• **Work to be completed**: Rewrite every one of the rows below, replacing each occurrence of "comma-joined" with "comma-separated" and leaving all other text unchanged.

• **Provided records**:
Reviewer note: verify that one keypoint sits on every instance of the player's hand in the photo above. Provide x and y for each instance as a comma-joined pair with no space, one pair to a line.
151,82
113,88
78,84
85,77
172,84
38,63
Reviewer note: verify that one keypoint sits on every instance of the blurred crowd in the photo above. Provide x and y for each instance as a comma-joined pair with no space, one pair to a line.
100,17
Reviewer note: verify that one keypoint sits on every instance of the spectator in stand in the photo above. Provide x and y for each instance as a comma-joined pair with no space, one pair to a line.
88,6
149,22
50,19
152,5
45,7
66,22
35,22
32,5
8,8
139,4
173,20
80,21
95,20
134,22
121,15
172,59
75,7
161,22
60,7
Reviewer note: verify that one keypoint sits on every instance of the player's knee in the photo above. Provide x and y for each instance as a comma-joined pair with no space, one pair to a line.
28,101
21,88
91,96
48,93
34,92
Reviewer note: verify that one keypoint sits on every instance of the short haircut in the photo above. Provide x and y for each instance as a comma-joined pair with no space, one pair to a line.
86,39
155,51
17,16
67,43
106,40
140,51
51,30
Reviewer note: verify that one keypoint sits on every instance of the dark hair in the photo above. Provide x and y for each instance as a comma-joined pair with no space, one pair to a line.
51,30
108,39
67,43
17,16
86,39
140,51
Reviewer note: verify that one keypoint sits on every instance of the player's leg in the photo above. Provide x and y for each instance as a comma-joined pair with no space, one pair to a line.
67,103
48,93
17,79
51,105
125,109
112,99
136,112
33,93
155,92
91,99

• **Correct output**:
Reviewer note: verify that one keypoint sits on every instance of the player's hand in the photo above. Provide x and y for each instance as a comma-separated pair with no space, one pair to a line.
151,82
113,88
78,84
85,77
172,84
38,63
Reviewer note: verify that one keypoint sits on every instance of the blurred crowd in the photo above. Provide x and y for each instance as a comma-separated pair with no space, one pair to a line.
100,17
Reviewer note: verify that one keypoint sits on every instance of the spectator in stand in the photo above. Provide x and y for each instance as a comma-separated pair with no space, one pair to a line.
88,6
149,22
50,19
152,5
45,7
66,22
35,22
32,5
8,8
139,4
173,20
80,21
95,20
134,22
121,15
172,59
75,7
161,22
60,7
Reviewer note: verify that one keypoint sits on every instance of the player's knee in the photo above. Provide x and y for each instance as a comma-separated pair with no space, one pair to a line.
28,101
21,88
91,96
48,93
34,92
Reviewer note: verify that one keypoint sits on every instance of the short haircut in the photo above. Provide x and y for each instance as a comma-separated pair with no space, one pair to a line.
86,39
155,51
17,16
67,43
106,40
140,51
51,30
Reviewer note: verify that one keypoint sits on every instance of the dark hair in the photo above. Provide x and y for each instance as a comma-separated pair with no space, one pair to a line.
51,30
108,39
67,43
17,16
86,39
140,51
Reviewer note: verify that one keypoint sits on every instance of the player's leg in the photo above. Provide x and y for each instance as a comma-separated pair with no space, one pair to a line.
67,103
48,93
17,79
51,105
125,109
112,99
136,112
33,93
155,92
91,99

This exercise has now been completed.